Exercise details: Would you reproduce every one of the entries below word for word, keeping their order unchanged?

Data records:

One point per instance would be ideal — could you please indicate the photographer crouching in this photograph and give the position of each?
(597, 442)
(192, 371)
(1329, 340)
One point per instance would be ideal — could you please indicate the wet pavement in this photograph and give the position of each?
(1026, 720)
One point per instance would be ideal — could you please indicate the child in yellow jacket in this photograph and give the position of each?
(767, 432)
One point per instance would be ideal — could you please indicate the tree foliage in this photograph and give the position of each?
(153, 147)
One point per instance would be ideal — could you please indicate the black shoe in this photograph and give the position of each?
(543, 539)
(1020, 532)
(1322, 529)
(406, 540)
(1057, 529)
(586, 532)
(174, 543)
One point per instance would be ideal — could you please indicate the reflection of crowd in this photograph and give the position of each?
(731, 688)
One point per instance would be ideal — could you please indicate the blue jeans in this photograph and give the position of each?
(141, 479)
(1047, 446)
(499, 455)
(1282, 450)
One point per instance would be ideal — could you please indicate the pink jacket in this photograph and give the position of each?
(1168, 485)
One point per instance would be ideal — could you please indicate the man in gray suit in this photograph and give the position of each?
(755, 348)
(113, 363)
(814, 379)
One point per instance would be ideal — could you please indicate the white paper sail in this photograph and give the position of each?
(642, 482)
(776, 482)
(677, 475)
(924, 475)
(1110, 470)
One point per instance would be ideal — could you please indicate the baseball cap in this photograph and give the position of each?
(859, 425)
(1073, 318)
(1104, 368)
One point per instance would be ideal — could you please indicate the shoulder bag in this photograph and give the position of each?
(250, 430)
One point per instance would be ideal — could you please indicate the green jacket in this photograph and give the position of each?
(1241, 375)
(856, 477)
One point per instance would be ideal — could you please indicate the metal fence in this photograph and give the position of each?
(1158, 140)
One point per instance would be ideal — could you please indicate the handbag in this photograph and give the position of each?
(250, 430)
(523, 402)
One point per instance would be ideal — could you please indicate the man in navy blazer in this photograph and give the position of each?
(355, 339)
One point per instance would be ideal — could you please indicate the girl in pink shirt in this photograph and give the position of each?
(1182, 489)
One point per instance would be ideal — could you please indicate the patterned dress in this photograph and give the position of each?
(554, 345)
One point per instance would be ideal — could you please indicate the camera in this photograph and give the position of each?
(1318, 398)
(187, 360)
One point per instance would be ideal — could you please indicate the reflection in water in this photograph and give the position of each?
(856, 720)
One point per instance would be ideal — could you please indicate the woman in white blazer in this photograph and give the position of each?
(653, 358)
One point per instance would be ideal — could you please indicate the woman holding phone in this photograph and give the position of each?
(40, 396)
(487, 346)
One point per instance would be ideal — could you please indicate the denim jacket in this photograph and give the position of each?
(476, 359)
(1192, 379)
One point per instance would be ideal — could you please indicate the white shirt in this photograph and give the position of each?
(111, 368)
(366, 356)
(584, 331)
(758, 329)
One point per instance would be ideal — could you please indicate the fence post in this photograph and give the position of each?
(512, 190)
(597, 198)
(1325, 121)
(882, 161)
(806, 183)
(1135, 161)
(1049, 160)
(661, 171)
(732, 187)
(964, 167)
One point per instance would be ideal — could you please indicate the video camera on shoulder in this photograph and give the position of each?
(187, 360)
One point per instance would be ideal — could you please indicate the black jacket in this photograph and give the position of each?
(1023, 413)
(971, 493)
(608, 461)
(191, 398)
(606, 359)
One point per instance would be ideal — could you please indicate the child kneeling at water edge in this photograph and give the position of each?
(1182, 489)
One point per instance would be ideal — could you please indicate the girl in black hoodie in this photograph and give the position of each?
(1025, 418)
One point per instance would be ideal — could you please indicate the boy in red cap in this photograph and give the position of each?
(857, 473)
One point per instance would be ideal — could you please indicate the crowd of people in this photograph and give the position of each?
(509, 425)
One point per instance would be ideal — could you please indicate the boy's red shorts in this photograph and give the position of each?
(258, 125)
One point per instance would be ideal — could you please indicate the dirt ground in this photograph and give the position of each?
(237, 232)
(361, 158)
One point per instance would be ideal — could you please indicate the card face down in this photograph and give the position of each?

Written reply:
One point per instance would be ideal — could you please indicate the photographer crouching in this photograph and give the position of each?
(597, 442)
(192, 371)
(1329, 340)
One point per instance would be ideal — could you please indicate the wet pavement in this photograph and give the position of each?
(1026, 720)
One point per instance would be ideal — could you please indicate the child in yellow jacket in this photograph and give the position of each?
(767, 432)
One point per instance would be ideal — could you please indicate the tree foliage in this photograph and give the position of each?
(153, 147)
One point per instance would be ideal — could you please indicate the black shoe in this photograph and give the position of each?
(543, 539)
(1020, 532)
(1322, 529)
(406, 540)
(1057, 529)
(586, 532)
(174, 543)
One point per instance would be ideal — could you please indicate the reflection of crowd in this photograph and give the position of each?
(731, 688)
One point per instance would be ideal — could you please indicate the blue jeans in this photograph and give the position of each?
(141, 479)
(1047, 446)
(499, 455)
(1282, 450)
One point per instance would be ideal — could you please indicate the pink jacket in this photograph and give the position of each?
(1168, 485)
One point per instance would be ideal — could you please indicate the man in gray suit in this photograph and give the position of each?
(755, 348)
(113, 363)
(814, 379)
One point per instance would be ideal — could you please indicate the white paper sail in this photograph and give the position of each?
(642, 482)
(776, 482)
(677, 475)
(924, 475)
(1110, 470)
One point per instance would be ideal — could you please indicate the baseball cap in this photograph and give the position of each?
(859, 425)
(1073, 318)
(1104, 368)
One point per instance would be ideal — could you please indicate the shoulder bag in this photograph and give the position of each?
(250, 430)
One point per instance would be ideal — could you please indicate the green jacket in this photograph and give the position of each?
(1241, 375)
(856, 477)
One point per instance would be ideal — could you please indicate the metal fence in this photograph and give the position of each?
(1158, 140)
One point per instance would be ideal — could you please indicate the handbag in this photograph and give the position of each?
(250, 430)
(523, 402)
One point per instance would be ideal — could you please indicate the man in navy blazer in this photograph and give the position of each?
(355, 339)
One point per instance would be ideal — could you please indicate the girl in pink shirt in this photograph and give the position of each?
(1182, 489)
One point per instance would be ideal — could you please indicate the patterned dress in this photograph and give the position of each?
(554, 345)
One point per instance would be ideal — could you please indicate the camera in this photograph and give the position of each?
(1318, 398)
(187, 360)
One point per instance would be ideal — could you please indicate the reflection in water in this photograph and give the position of each?
(856, 720)
One point per instance would be ideal — could you please indicate the woman in white blazer in this photograph and give the position of each?
(653, 358)
One point per instance would be ideal — could you please indicate the woman holding phone in this photograph and give the position of each?
(40, 396)
(487, 346)
One point per instance would be ideal — could you please indicate the denim jacket in this photograph and give the position of each?
(476, 359)
(1192, 379)
One point per instance would be ideal — could you please indicate the white shirt in this photograph and give the position of each?
(111, 368)
(366, 356)
(584, 331)
(758, 329)
One point per instance would be ideal — could you please indicate the fence post in this photograph and give the position of each?
(512, 190)
(597, 198)
(1325, 121)
(882, 161)
(806, 183)
(1135, 161)
(1049, 160)
(661, 171)
(732, 187)
(964, 167)
One point per instance would be ideal — could you please indicate the video camera on shoulder in this photograph and give the position of each?
(187, 360)
One point per instance would be ideal — could you please indicate the black jacket in this photograph and give the position of each?
(1023, 413)
(971, 493)
(608, 461)
(191, 398)
(606, 359)
One point per instance would be ideal — could you please indicate the child kneeling at water edge in this photograph and give the position of each?
(1182, 489)
One point per instance would be ideal — could you please indicate the girl in black hoodie in this photograph and give the position of each?
(1025, 418)
One point per instance would be ideal — could you please indicate the boy in red cap in this photograph and give the position of each?
(857, 473)
One point per instance would be ideal — could you please indicate the crowd of people in this photograph and give the position of each?
(509, 425)
One point per instance would be ideal — could you please indicate the boy's red shorts in this photograph and give the position of each?
(258, 125)
One point per instance would be ideal — could you please indicate the dirt ground in this photograph and give the position of each?
(237, 232)
(361, 158)
One point per instance would be ideal — could you please indicate the card face down in this photograph and give the position of each?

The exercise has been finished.